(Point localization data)

=== Begin Enclosure ===

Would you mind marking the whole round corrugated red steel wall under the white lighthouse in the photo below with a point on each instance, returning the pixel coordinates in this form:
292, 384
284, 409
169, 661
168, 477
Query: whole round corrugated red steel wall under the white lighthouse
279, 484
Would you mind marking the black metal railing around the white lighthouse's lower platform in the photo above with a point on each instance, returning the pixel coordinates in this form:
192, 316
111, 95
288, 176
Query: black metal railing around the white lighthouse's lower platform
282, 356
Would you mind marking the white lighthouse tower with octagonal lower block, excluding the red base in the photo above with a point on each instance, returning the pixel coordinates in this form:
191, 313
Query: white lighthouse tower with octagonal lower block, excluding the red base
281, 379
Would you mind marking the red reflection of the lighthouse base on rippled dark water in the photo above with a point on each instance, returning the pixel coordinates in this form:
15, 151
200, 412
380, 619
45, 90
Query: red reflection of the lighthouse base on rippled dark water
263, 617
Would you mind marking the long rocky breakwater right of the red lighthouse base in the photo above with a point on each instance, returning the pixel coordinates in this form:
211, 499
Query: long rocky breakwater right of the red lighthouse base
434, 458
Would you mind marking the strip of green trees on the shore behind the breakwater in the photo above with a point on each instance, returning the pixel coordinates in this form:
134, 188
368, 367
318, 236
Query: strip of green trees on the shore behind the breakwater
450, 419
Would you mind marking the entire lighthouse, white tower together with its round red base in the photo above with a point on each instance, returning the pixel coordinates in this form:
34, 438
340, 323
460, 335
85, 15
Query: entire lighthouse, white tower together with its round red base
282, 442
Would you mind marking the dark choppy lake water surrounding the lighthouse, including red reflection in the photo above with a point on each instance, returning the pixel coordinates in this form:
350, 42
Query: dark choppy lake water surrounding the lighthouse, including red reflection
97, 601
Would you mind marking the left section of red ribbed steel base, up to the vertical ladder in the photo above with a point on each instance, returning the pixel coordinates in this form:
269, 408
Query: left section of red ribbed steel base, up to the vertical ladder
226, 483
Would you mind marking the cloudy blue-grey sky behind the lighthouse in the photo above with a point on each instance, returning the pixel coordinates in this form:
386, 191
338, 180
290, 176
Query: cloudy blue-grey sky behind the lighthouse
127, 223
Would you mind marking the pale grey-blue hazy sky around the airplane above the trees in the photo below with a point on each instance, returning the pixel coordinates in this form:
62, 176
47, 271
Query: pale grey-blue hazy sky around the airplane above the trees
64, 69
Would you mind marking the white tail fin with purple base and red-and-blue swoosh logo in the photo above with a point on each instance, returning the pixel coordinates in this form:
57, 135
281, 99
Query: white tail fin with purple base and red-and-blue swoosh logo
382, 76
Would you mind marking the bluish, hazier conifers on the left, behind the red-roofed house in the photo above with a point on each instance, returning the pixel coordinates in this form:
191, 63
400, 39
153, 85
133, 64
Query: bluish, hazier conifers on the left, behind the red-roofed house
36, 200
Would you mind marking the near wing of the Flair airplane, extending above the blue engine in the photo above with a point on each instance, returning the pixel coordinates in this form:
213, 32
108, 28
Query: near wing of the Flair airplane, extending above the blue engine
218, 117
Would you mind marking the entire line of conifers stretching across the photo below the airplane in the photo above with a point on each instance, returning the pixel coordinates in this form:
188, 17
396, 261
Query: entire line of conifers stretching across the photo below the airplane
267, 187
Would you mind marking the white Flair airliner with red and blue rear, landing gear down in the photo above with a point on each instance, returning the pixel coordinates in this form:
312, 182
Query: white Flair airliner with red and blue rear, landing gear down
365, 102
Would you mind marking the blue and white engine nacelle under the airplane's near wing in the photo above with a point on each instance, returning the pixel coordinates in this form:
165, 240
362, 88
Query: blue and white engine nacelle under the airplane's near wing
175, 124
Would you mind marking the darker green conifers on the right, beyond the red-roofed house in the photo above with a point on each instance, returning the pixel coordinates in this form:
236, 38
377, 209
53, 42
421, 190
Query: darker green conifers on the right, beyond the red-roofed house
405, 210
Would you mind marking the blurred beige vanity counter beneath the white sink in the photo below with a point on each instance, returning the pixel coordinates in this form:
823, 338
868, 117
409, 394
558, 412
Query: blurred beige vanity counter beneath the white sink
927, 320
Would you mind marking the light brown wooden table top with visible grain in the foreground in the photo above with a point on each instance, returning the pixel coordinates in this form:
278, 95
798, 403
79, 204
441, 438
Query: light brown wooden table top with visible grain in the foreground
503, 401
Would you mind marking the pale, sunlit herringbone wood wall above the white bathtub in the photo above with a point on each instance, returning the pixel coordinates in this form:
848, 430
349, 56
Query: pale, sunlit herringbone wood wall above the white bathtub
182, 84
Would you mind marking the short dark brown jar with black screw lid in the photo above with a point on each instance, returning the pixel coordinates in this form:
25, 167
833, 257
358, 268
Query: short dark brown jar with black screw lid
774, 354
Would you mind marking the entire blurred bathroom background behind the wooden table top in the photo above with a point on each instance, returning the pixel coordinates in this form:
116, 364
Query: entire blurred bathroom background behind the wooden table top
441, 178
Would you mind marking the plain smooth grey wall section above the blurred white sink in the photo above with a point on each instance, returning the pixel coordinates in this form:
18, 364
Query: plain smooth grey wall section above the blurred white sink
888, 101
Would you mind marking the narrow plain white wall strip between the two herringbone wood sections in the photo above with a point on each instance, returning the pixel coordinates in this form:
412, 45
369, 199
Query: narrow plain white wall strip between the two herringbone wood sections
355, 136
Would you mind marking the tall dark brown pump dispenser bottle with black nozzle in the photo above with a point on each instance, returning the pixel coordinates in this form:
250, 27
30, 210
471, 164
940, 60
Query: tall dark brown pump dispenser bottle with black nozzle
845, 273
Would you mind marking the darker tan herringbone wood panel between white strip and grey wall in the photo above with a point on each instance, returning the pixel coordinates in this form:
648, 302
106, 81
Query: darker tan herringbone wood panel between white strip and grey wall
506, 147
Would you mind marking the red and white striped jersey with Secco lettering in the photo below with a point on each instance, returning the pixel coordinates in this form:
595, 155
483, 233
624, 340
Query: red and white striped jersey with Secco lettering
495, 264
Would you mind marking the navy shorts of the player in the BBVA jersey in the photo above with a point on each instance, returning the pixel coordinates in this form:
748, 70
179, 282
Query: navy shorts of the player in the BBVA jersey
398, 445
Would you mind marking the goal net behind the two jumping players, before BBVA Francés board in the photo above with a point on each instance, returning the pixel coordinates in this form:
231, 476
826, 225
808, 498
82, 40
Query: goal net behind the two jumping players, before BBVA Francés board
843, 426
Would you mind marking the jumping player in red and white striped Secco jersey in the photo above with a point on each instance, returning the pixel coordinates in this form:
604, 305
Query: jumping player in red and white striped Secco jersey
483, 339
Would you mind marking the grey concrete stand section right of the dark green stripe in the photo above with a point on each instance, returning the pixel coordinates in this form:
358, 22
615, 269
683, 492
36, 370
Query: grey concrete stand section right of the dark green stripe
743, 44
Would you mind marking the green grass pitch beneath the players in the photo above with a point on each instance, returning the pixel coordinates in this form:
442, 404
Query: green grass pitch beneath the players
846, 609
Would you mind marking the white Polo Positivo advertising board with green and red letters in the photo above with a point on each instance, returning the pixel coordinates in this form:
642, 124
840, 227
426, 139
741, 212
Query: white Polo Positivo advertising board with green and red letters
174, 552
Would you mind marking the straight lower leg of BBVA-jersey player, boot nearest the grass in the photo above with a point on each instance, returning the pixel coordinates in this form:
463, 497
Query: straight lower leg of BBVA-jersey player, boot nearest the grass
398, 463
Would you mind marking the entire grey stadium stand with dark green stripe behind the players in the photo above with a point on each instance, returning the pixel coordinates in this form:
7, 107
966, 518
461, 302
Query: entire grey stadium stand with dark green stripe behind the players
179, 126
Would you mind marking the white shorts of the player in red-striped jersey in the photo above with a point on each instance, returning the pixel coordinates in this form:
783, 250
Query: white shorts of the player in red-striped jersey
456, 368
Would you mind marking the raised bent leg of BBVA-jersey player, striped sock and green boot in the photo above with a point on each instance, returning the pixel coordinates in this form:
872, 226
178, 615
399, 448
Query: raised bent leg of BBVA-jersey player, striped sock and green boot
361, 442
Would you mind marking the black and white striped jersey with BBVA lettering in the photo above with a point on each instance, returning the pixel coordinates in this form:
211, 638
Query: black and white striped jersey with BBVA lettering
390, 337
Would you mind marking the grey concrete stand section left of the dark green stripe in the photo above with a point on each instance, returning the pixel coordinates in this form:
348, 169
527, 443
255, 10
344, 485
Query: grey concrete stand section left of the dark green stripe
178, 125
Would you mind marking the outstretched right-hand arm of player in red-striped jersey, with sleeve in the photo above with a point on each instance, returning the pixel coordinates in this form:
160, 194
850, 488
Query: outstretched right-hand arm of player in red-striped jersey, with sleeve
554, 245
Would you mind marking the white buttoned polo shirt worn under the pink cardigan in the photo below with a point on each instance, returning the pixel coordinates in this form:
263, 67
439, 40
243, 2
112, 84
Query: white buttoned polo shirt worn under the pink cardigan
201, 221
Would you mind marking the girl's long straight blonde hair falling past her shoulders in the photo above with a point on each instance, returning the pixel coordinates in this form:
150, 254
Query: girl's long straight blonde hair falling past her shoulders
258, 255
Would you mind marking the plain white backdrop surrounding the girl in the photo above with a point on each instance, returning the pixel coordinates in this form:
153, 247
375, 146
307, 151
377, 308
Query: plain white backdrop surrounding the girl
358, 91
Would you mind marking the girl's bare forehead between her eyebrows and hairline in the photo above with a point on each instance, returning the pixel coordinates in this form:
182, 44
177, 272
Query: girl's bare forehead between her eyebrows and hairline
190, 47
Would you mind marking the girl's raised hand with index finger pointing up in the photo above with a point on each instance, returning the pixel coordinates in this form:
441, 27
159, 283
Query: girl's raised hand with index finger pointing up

=== End Enclosure ===

**WHAT YOU WILL DO:** Check each line of the data above for the string "index", and copy the ones that have it.

**YOUR RESPONSE:**
Would you mind marking the girl's raised hand with index finger pointing up in the photo above with a point on each instance, returning the pixel coordinates in this form:
Query: girl's raised hand with index finger pointing up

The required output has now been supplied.